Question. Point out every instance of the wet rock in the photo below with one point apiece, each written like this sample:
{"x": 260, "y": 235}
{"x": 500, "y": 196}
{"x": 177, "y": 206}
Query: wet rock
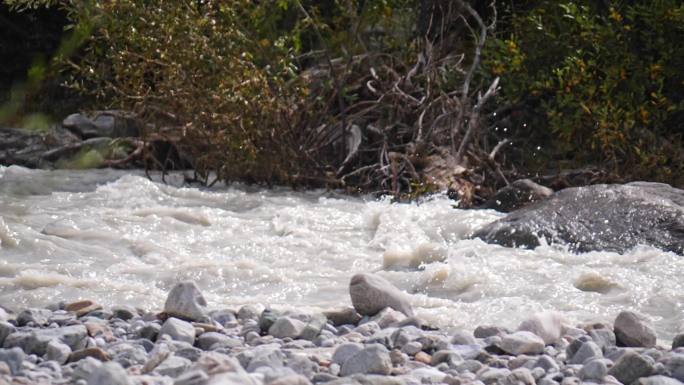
{"x": 604, "y": 338}
{"x": 594, "y": 370}
{"x": 374, "y": 359}
{"x": 173, "y": 366}
{"x": 658, "y": 380}
{"x": 484, "y": 331}
{"x": 518, "y": 194}
{"x": 634, "y": 330}
{"x": 344, "y": 316}
{"x": 547, "y": 325}
{"x": 522, "y": 342}
{"x": 112, "y": 124}
{"x": 95, "y": 353}
{"x": 587, "y": 351}
{"x": 109, "y": 373}
{"x": 35, "y": 316}
{"x": 185, "y": 301}
{"x": 82, "y": 308}
{"x": 13, "y": 358}
{"x": 630, "y": 367}
{"x": 192, "y": 377}
{"x": 638, "y": 213}
{"x": 178, "y": 330}
{"x": 124, "y": 313}
{"x": 285, "y": 327}
{"x": 57, "y": 351}
{"x": 371, "y": 293}
{"x": 35, "y": 342}
{"x": 6, "y": 329}
{"x": 344, "y": 351}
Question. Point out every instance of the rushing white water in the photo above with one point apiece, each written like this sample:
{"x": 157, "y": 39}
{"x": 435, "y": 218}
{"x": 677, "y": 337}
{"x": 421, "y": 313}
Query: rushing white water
{"x": 119, "y": 238}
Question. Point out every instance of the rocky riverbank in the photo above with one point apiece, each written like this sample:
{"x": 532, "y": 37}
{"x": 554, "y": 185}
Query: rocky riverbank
{"x": 188, "y": 344}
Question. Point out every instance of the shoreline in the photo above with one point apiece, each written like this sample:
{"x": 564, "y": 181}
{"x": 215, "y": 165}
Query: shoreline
{"x": 188, "y": 344}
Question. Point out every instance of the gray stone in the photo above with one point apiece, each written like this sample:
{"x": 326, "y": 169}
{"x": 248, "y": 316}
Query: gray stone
{"x": 675, "y": 365}
{"x": 547, "y": 325}
{"x": 547, "y": 363}
{"x": 192, "y": 377}
{"x": 13, "y": 358}
{"x": 314, "y": 327}
{"x": 206, "y": 340}
{"x": 185, "y": 301}
{"x": 344, "y": 316}
{"x": 485, "y": 331}
{"x": 109, "y": 373}
{"x": 6, "y": 329}
{"x": 173, "y": 366}
{"x": 39, "y": 317}
{"x": 634, "y": 330}
{"x": 248, "y": 312}
{"x": 630, "y": 367}
{"x": 597, "y": 217}
{"x": 124, "y": 312}
{"x": 224, "y": 317}
{"x": 658, "y": 380}
{"x": 604, "y": 338}
{"x": 344, "y": 351}
{"x": 522, "y": 342}
{"x": 57, "y": 351}
{"x": 594, "y": 370}
{"x": 374, "y": 359}
{"x": 293, "y": 379}
{"x": 518, "y": 194}
{"x": 285, "y": 327}
{"x": 178, "y": 330}
{"x": 588, "y": 351}
{"x": 520, "y": 376}
{"x": 150, "y": 331}
{"x": 462, "y": 338}
{"x": 35, "y": 342}
{"x": 371, "y": 293}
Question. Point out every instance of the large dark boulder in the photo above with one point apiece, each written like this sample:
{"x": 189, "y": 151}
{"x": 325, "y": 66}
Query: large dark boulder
{"x": 598, "y": 217}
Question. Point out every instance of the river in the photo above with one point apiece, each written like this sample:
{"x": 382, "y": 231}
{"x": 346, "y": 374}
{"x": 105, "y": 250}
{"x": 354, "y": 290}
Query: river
{"x": 118, "y": 238}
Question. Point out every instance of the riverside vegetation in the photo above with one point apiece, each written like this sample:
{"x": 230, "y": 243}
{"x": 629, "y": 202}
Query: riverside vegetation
{"x": 188, "y": 344}
{"x": 394, "y": 97}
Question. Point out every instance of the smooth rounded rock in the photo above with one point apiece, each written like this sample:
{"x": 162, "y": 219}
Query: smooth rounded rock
{"x": 371, "y": 293}
{"x": 522, "y": 342}
{"x": 634, "y": 330}
{"x": 374, "y": 359}
{"x": 185, "y": 301}
{"x": 178, "y": 330}
{"x": 110, "y": 373}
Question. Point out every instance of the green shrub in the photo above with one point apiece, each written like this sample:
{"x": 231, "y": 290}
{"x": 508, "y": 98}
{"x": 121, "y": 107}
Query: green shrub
{"x": 599, "y": 85}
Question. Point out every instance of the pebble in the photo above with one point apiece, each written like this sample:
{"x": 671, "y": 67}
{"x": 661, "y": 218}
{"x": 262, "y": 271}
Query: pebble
{"x": 185, "y": 301}
{"x": 374, "y": 359}
{"x": 370, "y": 294}
{"x": 522, "y": 342}
{"x": 178, "y": 330}
{"x": 634, "y": 330}
{"x": 630, "y": 367}
{"x": 109, "y": 373}
{"x": 338, "y": 348}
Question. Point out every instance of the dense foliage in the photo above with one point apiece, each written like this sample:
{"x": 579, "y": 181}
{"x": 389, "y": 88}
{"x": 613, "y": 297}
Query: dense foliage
{"x": 390, "y": 95}
{"x": 597, "y": 82}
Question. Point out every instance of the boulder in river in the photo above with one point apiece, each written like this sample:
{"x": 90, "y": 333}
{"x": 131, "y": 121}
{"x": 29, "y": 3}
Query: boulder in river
{"x": 518, "y": 194}
{"x": 599, "y": 217}
{"x": 371, "y": 293}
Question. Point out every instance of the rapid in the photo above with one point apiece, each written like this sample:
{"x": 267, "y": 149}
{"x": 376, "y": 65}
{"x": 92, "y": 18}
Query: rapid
{"x": 119, "y": 238}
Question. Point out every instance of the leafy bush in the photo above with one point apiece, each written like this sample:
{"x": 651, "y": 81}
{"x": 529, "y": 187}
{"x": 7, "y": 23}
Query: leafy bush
{"x": 599, "y": 84}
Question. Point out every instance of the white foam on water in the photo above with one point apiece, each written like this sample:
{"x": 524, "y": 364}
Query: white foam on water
{"x": 119, "y": 238}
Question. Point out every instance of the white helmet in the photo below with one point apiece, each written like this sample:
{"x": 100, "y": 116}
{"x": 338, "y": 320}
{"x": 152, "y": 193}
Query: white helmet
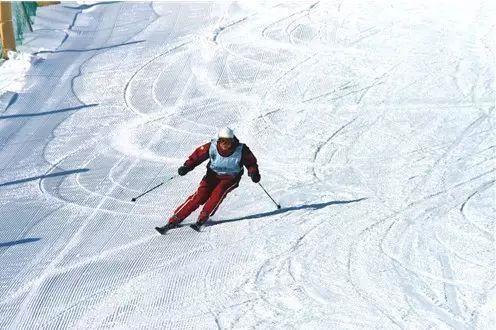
{"x": 226, "y": 133}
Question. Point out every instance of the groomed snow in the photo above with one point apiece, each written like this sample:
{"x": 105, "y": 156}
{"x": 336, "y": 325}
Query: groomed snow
{"x": 373, "y": 125}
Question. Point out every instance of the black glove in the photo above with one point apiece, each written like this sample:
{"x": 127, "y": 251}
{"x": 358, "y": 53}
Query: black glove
{"x": 183, "y": 170}
{"x": 255, "y": 177}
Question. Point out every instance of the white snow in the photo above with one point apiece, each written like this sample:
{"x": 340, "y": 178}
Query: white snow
{"x": 373, "y": 124}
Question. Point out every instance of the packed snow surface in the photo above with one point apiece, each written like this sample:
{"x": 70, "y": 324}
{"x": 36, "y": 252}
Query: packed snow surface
{"x": 373, "y": 124}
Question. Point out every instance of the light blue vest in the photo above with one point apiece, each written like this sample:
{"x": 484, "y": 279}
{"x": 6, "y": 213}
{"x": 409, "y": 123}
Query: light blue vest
{"x": 230, "y": 165}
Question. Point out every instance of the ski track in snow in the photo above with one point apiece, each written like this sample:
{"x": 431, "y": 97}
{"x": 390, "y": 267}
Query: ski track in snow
{"x": 374, "y": 132}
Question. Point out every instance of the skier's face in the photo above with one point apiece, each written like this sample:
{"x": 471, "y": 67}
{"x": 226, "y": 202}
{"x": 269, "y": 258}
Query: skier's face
{"x": 225, "y": 144}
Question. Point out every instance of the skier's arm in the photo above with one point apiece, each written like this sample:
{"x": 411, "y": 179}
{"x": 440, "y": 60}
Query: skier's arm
{"x": 250, "y": 162}
{"x": 198, "y": 156}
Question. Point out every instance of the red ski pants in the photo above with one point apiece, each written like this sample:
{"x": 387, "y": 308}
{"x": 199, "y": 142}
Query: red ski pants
{"x": 211, "y": 192}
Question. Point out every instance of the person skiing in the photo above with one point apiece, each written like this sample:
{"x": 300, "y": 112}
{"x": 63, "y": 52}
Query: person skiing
{"x": 227, "y": 156}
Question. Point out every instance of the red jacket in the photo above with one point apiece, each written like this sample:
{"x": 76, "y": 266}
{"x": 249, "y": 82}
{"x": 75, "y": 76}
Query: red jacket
{"x": 201, "y": 154}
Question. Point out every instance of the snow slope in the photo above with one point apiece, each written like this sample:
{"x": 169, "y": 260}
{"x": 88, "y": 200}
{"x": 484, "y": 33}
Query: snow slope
{"x": 374, "y": 128}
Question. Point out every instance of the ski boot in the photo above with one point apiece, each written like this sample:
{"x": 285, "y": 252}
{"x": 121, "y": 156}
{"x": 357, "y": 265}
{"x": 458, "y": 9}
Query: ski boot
{"x": 163, "y": 230}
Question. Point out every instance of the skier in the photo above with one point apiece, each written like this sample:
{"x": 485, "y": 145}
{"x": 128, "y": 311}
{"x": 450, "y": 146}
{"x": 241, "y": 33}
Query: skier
{"x": 227, "y": 156}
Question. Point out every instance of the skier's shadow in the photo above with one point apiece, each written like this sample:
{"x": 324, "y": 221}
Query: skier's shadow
{"x": 316, "y": 206}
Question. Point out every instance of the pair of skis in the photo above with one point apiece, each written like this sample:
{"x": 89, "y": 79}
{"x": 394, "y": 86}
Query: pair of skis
{"x": 164, "y": 230}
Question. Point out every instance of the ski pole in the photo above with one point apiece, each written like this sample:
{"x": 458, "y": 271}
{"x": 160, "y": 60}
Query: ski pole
{"x": 278, "y": 205}
{"x": 146, "y": 192}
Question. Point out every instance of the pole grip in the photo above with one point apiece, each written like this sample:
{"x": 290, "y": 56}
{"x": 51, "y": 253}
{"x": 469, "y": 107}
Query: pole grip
{"x": 6, "y": 28}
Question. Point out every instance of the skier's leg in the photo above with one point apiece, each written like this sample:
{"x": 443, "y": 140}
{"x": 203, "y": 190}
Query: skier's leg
{"x": 201, "y": 195}
{"x": 218, "y": 194}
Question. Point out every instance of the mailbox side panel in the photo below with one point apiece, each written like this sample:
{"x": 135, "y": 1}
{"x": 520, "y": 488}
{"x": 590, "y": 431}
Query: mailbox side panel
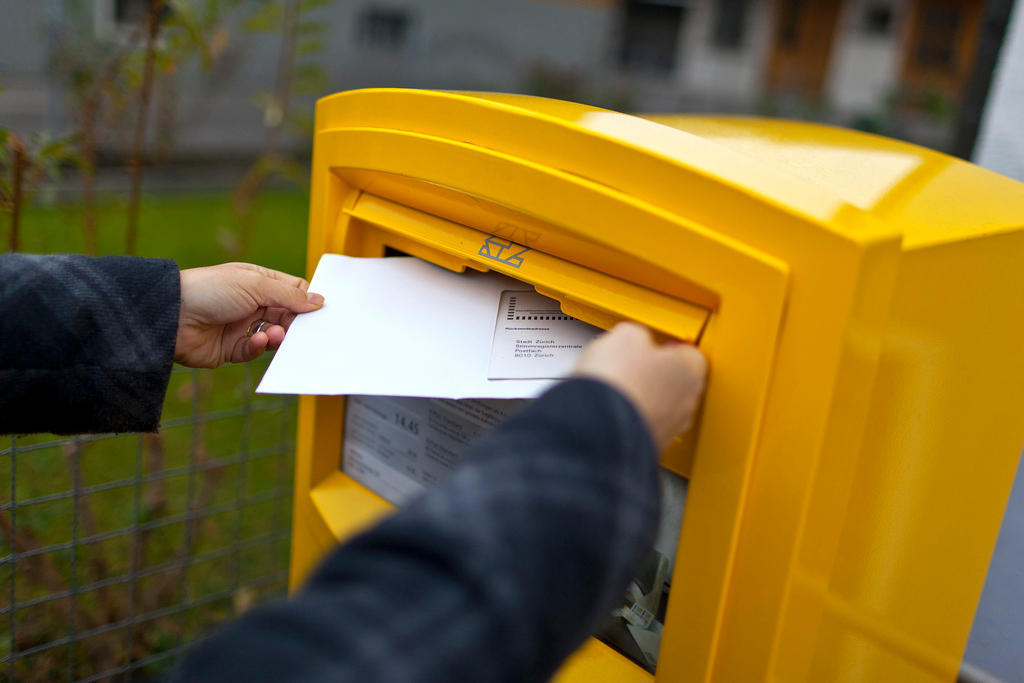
{"x": 941, "y": 445}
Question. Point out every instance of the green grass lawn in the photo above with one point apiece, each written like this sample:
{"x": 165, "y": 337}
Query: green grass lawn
{"x": 198, "y": 515}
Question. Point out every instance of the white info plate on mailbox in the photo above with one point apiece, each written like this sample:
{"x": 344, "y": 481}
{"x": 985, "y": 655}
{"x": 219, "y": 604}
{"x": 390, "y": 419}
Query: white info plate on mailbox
{"x": 401, "y": 327}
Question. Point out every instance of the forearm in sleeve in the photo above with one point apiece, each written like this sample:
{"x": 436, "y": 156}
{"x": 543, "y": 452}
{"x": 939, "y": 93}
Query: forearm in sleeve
{"x": 498, "y": 573}
{"x": 86, "y": 344}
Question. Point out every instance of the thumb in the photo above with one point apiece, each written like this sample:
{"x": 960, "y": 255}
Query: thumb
{"x": 269, "y": 292}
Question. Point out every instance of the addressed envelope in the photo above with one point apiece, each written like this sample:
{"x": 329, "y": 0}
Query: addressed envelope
{"x": 534, "y": 339}
{"x": 398, "y": 327}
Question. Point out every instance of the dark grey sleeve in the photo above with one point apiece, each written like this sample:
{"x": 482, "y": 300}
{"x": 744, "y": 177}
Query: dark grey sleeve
{"x": 498, "y": 573}
{"x": 86, "y": 344}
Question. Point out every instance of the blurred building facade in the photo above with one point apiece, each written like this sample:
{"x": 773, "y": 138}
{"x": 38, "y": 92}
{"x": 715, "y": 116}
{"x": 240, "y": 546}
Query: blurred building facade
{"x": 896, "y": 67}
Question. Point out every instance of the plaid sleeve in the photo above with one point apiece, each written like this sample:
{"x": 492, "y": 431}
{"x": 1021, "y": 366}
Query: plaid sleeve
{"x": 498, "y": 573}
{"x": 86, "y": 344}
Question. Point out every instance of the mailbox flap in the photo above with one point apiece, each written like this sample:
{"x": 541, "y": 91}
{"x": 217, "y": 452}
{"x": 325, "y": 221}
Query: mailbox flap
{"x": 584, "y": 293}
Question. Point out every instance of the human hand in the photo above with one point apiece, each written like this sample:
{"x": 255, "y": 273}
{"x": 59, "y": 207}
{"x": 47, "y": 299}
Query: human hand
{"x": 665, "y": 383}
{"x": 220, "y": 302}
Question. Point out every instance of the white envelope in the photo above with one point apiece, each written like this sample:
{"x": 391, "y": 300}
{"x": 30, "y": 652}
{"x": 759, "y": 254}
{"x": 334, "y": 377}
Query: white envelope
{"x": 401, "y": 327}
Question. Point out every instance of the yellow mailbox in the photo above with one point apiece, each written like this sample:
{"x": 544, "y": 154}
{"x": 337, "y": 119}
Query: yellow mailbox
{"x": 860, "y": 301}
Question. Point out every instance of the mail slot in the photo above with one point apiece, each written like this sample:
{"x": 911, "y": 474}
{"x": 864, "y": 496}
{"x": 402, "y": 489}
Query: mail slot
{"x": 860, "y": 302}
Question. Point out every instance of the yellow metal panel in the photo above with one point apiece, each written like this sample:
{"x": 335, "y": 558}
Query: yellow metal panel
{"x": 865, "y": 314}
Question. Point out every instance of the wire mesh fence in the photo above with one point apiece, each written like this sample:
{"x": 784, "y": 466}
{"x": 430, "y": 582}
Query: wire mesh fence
{"x": 119, "y": 551}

* [INSTRUCTION]:
Scale the rows starting at the line that contains "Question. Point out every instance of the yellow metal" and ending at the last row by writing all of those lines out again, requests included. Multiply only the x and y coordinates in the answers by 1.25 and round to whole numbers with halves rounded up, leaving the format samples in the requests unchanged.

* [ANSWER FOR THE TASK]:
Question. Point out every instance of the yellow metal panel in the photo above with one point apiece, each written like this sample:
{"x": 335, "y": 558}
Query: yellow metal panel
{"x": 1081, "y": 393}
Question. Point out every instance of the wire mesh fence in the photo above with one point apiece, each written like this sample:
{"x": 784, "y": 466}
{"x": 430, "y": 582}
Query: wire mesh fence
{"x": 149, "y": 689}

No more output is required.